→ **Exercise directions**: Please restate each entry below, word for word.

→ **Exercise data**:
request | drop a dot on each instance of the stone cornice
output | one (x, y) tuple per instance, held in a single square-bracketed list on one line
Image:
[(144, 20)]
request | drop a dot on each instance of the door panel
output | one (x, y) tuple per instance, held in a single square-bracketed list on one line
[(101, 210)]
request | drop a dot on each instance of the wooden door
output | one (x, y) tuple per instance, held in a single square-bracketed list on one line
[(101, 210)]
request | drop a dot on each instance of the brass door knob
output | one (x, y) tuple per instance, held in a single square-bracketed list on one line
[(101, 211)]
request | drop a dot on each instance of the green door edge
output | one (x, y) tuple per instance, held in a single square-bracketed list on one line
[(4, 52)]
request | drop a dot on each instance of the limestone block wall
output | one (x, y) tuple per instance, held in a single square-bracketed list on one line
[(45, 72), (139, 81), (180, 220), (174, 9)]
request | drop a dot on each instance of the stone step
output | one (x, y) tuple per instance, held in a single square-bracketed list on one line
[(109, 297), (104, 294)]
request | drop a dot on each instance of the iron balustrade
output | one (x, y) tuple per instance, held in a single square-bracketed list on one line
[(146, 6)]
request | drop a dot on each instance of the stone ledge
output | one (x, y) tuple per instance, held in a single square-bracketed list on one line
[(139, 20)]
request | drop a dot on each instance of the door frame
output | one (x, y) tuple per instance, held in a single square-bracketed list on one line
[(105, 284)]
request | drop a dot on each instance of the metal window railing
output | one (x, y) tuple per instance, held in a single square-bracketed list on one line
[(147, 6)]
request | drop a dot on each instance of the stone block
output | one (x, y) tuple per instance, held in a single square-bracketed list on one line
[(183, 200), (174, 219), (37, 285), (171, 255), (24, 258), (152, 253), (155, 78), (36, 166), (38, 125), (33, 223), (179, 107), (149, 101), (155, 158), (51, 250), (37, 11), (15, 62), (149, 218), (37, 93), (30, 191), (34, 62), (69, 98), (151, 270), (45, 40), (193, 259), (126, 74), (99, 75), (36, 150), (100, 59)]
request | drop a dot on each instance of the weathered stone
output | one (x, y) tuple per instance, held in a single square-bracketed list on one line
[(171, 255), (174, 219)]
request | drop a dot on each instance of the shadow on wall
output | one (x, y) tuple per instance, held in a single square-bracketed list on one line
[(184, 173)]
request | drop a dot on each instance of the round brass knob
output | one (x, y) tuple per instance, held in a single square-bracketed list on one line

→ **Worked solution**:
request | drop a dot on each instance of the stone cornice
output | one (x, y) tuple per instance, held in a single square-bracketed list on one line
Image:
[(144, 20)]
request | drop a dot on each instance of the door panel
output | one (x, y) tuple per instance, held in a single square-bracketed list on one line
[(101, 210)]
request | drop a dot on each instance of the wooden door
output | one (x, y) tuple per instance, held in a single square-bracketed list on one line
[(101, 210)]
request | drop a dot on each instance of the brass door knob
output | one (x, y) tuple per instance, held in a single square-bracketed list on one line
[(101, 211)]
request | drop a dot on each instance of the green door edge
output | one (x, y) tuple per instance, held in a single square-bracketed list on one line
[(4, 52)]
request | drop a dot on each instance of the limestone block wall
output | one (x, y) tuple per instance, held in a single square-bracketed list on one line
[(45, 72), (139, 81), (180, 220), (174, 9)]
request | drop a dot on each instance of the stone step
output | one (x, y) tuple per instance, held in a single square-bracketed list on one line
[(109, 297), (104, 294)]
request | drop a dot on each instance of the iron balustrade
output | one (x, y) tuple per instance, held in a single square-bracketed list on one line
[(146, 6)]
request | drop a dot on each instance of the stone ledge
output | one (x, y) tuple per instance, held in a single square-bracketed list on one line
[(139, 20)]
request | drop a dot on each instance of the door frame
output | one (x, y) tuple per instance, held in a single square-bracketed list on one line
[(105, 284)]
request | drop a dot on each instance of the metal window railing
output | one (x, y) tuple per instance, held in a single square-bracketed list on one line
[(147, 6)]
request | drop a dot on each instance of the stone block
output | one (x, y) tuple per instance, held in a single square-bracketed list on one line
[(183, 200), (174, 219), (37, 285), (171, 255), (24, 258), (152, 253), (155, 78), (36, 166), (38, 125), (33, 223), (179, 107), (149, 101), (155, 158), (51, 250), (37, 11), (15, 62), (149, 218), (37, 93), (30, 191), (34, 62), (69, 98), (151, 270), (45, 40), (193, 259), (126, 74), (99, 75), (36, 150), (100, 59)]
request | drop a dot on each instance of the weathered stone
output | one (x, y) tuple per instance, held in a single square-bracketed list on one line
[(171, 255), (174, 219)]
request | drop a dot on each instance of the shadow on wall
output | one (x, y) tuple per instance, held in a single square-bracketed list on one line
[(184, 173)]
request | drop a dot on each instance of the round brass knob
output | one (x, y) tuple per instance, held in a single square-bracketed list on one line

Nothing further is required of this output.